## PROBLEM STATEMENT
All lines from the one containing "[locate] the dirt" through the end of the data below must be reproduced exactly, and no others.

EXTRACTED ENTRIES Start Marker

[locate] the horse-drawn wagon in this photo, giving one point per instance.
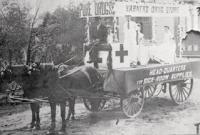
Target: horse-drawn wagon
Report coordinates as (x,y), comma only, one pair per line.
(137,59)
(137,63)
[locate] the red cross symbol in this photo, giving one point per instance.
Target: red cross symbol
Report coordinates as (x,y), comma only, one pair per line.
(121,53)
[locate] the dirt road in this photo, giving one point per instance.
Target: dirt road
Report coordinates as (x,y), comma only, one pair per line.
(159,116)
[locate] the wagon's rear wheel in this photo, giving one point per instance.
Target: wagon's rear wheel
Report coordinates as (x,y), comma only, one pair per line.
(181,90)
(132,105)
(149,91)
(94,104)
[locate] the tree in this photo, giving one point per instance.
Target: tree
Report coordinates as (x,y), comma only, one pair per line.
(13,31)
(61,28)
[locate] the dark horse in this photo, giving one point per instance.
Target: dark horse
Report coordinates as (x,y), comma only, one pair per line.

EXTRACTED ENTRIES End Marker

## RESPONSE FOR THIS EXERCISE
[locate] the dirt road in this photo, giving one point per instance.
Target: dirt road
Report coordinates as (x,y), comma only, one pair per line.
(159,116)
[locate] the wagon's rear wheel in this photo, giving one point per instance.
Target: wagon's rear wheel
Report coordinates as (x,y), comma only, one pair per line.
(181,90)
(132,105)
(149,91)
(94,104)
[locate] the tree in this photo, giving one point per instance.
Target: tree
Report coordinates as (x,y), comma only, one pair per line.
(13,31)
(61,28)
[locate] the dark horse in this photo, giving one point per instance.
Target: dark horse
Report coordinates as (x,y), comma only, one pair per line.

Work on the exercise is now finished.